What is needed here is an exact copy of all the entries below.

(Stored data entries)
[Start of section]
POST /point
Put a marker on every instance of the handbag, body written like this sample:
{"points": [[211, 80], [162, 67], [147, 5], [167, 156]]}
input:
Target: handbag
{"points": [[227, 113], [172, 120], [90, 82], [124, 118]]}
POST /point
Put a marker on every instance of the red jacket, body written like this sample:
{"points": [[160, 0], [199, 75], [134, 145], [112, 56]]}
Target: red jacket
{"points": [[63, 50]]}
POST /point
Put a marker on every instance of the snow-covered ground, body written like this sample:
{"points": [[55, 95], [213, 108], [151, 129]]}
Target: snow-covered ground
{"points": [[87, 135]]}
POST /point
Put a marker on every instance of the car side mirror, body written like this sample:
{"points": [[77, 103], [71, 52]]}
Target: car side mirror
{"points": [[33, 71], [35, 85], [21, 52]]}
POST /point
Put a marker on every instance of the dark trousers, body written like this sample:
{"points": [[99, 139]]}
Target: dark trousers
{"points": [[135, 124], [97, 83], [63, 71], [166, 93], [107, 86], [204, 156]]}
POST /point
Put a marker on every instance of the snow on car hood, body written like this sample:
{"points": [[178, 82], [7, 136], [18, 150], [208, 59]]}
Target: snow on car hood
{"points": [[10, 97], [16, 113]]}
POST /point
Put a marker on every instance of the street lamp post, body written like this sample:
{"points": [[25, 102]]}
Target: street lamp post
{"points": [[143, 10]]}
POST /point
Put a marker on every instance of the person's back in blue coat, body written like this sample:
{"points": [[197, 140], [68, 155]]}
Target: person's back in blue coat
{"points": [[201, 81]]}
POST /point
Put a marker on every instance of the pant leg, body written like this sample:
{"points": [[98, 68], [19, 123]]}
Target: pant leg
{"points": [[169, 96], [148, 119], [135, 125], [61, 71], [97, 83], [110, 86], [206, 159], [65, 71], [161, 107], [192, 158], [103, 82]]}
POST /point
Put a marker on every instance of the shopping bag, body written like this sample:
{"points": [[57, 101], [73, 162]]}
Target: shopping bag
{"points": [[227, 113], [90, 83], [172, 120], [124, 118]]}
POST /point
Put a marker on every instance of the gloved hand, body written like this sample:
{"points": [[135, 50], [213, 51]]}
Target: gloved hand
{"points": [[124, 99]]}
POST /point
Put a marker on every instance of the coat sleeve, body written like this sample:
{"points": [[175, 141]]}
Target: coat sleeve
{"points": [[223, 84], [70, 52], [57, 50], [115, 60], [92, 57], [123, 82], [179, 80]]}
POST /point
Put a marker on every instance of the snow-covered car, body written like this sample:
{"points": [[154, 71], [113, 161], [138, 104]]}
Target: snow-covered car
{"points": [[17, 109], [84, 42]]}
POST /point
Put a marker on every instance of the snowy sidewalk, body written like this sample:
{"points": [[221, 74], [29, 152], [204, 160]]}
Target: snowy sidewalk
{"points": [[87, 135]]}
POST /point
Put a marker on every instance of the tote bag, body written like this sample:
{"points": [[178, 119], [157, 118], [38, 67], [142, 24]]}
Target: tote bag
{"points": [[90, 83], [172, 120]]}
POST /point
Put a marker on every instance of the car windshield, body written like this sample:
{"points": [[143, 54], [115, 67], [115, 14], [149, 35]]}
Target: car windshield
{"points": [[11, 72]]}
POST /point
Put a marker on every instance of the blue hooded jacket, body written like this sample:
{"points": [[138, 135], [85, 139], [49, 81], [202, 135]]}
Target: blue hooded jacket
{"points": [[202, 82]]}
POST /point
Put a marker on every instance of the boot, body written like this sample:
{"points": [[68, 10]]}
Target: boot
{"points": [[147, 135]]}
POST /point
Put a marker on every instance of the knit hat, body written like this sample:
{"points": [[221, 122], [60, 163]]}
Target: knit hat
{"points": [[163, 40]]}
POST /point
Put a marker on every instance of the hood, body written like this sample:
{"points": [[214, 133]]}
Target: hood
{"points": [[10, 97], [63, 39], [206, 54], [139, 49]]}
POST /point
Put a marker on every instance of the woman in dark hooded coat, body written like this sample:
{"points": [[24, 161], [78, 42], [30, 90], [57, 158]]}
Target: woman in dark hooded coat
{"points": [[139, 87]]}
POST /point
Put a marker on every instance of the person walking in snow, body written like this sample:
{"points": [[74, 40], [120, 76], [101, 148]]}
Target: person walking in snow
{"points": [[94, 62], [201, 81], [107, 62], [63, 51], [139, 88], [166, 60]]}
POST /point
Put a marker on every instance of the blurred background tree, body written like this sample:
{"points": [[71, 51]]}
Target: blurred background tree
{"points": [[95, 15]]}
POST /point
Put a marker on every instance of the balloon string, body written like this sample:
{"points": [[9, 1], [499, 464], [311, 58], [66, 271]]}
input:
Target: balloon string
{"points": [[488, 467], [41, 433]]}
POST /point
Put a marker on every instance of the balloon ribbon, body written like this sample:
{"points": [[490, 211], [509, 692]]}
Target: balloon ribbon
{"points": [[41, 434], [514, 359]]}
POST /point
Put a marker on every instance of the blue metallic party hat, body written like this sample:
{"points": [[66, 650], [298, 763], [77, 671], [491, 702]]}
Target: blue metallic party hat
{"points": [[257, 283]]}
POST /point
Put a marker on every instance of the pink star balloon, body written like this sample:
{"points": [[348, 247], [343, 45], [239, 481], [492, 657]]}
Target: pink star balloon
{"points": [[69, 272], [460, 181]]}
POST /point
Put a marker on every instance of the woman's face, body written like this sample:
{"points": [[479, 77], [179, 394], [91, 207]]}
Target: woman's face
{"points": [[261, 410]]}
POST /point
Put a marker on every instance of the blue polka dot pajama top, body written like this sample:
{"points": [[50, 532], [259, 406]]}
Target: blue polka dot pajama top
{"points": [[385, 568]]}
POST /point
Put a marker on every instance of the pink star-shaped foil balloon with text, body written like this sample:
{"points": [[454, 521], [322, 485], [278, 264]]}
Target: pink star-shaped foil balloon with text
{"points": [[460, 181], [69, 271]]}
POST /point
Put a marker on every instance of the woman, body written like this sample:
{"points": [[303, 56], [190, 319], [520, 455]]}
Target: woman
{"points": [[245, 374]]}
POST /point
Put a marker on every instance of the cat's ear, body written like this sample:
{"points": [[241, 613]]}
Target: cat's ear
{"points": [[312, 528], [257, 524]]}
[End of section]
■ PROBLEM SOLUTION ■
POST /point
Put a marker on every instance of the handbag, body written like this sample:
{"points": [[211, 80], [162, 67], [147, 5], [167, 156]]}
input:
Target: handbag
{"points": [[227, 113], [172, 120], [90, 82], [124, 118]]}
POST /point
Put a marker on every instance of the red jacket, body written like this sample:
{"points": [[160, 0], [199, 75], [134, 145], [112, 56]]}
Target: red jacket
{"points": [[63, 50]]}
POST /point
Put a marker on every instance of the snow-covered ground, body written like this sample:
{"points": [[55, 95], [213, 108], [151, 129]]}
Target: snow-covered ground
{"points": [[87, 135]]}
POST /point
Put a marker on every instance of the car side mirror, body written like this sample:
{"points": [[77, 103], [71, 52]]}
Target: car side mirror
{"points": [[33, 71], [35, 85], [21, 52]]}
POST /point
Put a marker on every instance of the dark trousers, body written like this sample:
{"points": [[99, 139]]}
Target: dark trousers
{"points": [[135, 124], [97, 83], [63, 71], [166, 93], [107, 86], [204, 156]]}
POST /point
Put a marker on every instance of the snow on car hood, body written like this sample:
{"points": [[178, 82], [7, 136], [18, 150], [208, 59]]}
Target: snow on car hood
{"points": [[10, 97], [16, 113]]}
POST /point
Put a marker on every instance of the street lamp post, body written like this sample:
{"points": [[25, 102]]}
Target: street lamp post
{"points": [[143, 10]]}
POST /point
Put a marker on every instance of the person's back in blue coat, body written like this sample:
{"points": [[197, 140], [68, 155]]}
Target: person's back in blue coat
{"points": [[201, 81]]}
POST /point
Put a marker on every instance of the pant leg, body written like this sample:
{"points": [[98, 68], [19, 123]]}
Target: pant leg
{"points": [[169, 96], [148, 119], [135, 125], [61, 71], [97, 83], [110, 86], [206, 159], [65, 71], [161, 107], [192, 158], [103, 82]]}
POST /point
Put a marker on every instance of the shopping bag, body written like this sample:
{"points": [[57, 101], [73, 162]]}
Target: shopping bag
{"points": [[227, 113], [90, 83], [172, 120], [124, 118]]}
POST /point
Put a marker on every instance of the gloved hand, body written like this sample:
{"points": [[135, 50], [213, 51]]}
Target: gloved hand
{"points": [[124, 99]]}
POST /point
Put a marker on every instance of the coat sleeve, body written like this sample:
{"points": [[175, 141]]}
Target: coat sleeve
{"points": [[223, 84], [70, 52], [57, 50], [115, 60], [92, 57], [123, 82], [179, 80]]}
POST /point
Put a marker on every instance of the snow-covered car, body written like this sample:
{"points": [[154, 71], [113, 161], [138, 104]]}
Target: snow-covered car
{"points": [[17, 109], [84, 42]]}
POST /point
Put a marker on every instance of the snowy sidewalk, body written like this sample:
{"points": [[221, 74], [29, 152], [204, 160]]}
Target: snowy sidewalk
{"points": [[87, 135]]}
POST /point
Put a marker on every instance of the tote bag, body written like this sample:
{"points": [[178, 119], [157, 118], [38, 67], [142, 24]]}
Target: tote bag
{"points": [[90, 83], [172, 120]]}
POST /point
Put a marker on every instance of the car windshield, body written like this sample:
{"points": [[143, 54], [115, 67], [115, 14], [149, 35]]}
Target: car windshield
{"points": [[11, 72]]}
POST /point
Put a marker on every instance of the blue hooded jacket, body written like this sample:
{"points": [[138, 135], [85, 139], [49, 81], [202, 135]]}
Target: blue hooded jacket
{"points": [[202, 82]]}
POST /point
Put a marker on every instance of the boot, body written like this sample:
{"points": [[68, 10]]}
Target: boot
{"points": [[147, 135]]}
POST /point
Put a marker on every instance of the knit hat, body written like this sample:
{"points": [[221, 122], [60, 163]]}
Target: knit hat
{"points": [[163, 40]]}
POST /point
Put a marker on every instance of the hood, body written like this sample:
{"points": [[214, 133]]}
Target: hood
{"points": [[10, 97], [63, 39], [206, 54], [139, 49]]}
POST /point
Put a marker on every instance of the woman in dark hooded coat, body written like this sample:
{"points": [[24, 161], [78, 42], [30, 90], [57, 158]]}
Target: woman in dark hooded coat
{"points": [[139, 87]]}
POST /point
Put a marker on every instance of the person walking in snow, body written like this sample:
{"points": [[74, 40], [120, 76], [101, 148]]}
Target: person walking in snow
{"points": [[94, 62], [201, 81], [107, 62], [63, 51], [139, 88], [166, 60]]}
POST /point
Put a marker on every instance of the blurred background tree, body written like this sample:
{"points": [[71, 51]]}
Target: blurred background tree
{"points": [[95, 15]]}
POST /point
Put a marker on every instance of the balloon string, body written like this sample:
{"points": [[9, 1], [499, 464], [311, 58], [66, 271]]}
input:
Target: balloon string
{"points": [[488, 467], [41, 433]]}
POST /point
Put a marker on every instance of the balloon ribbon, body written like this sample:
{"points": [[490, 211], [509, 692]]}
Target: balloon ribbon
{"points": [[41, 434], [514, 359]]}
POST /point
Put a marker on every instance of the blue metallic party hat, body written like this sample:
{"points": [[66, 650], [298, 763], [77, 671], [491, 702]]}
Target: blue metallic party hat
{"points": [[257, 283]]}
POST /point
Put a marker on every instance of the pink star balloon, body written like this sample:
{"points": [[348, 247], [343, 45], [239, 481], [492, 657]]}
Target: pink star balloon
{"points": [[69, 272], [460, 181]]}
POST /point
Put a marker on every instance of the woman's face, body written like this sample:
{"points": [[479, 77], [179, 394], [91, 207]]}
Target: woman's face
{"points": [[261, 410]]}
POST /point
Put a marker on every instance of the blue polka dot pajama top, body written like this sample:
{"points": [[50, 532], [259, 406]]}
Target: blue polka dot pajama top
{"points": [[385, 568]]}
POST /point
Put a marker on every instance of the pink star-shaped foil balloon with text, body written like this sample:
{"points": [[454, 521], [322, 485], [278, 264]]}
Target: pink star-shaped foil balloon with text
{"points": [[460, 181], [69, 271]]}
POST /point
Put a marker on every instance of the woman, body written like this sample:
{"points": [[303, 56], [190, 319], [520, 455]]}
Target: woman
{"points": [[245, 374]]}
POST /point
Put a marker on every instance of the cat's ear, body written like this sample:
{"points": [[241, 613]]}
Target: cat's ear
{"points": [[312, 528], [257, 524]]}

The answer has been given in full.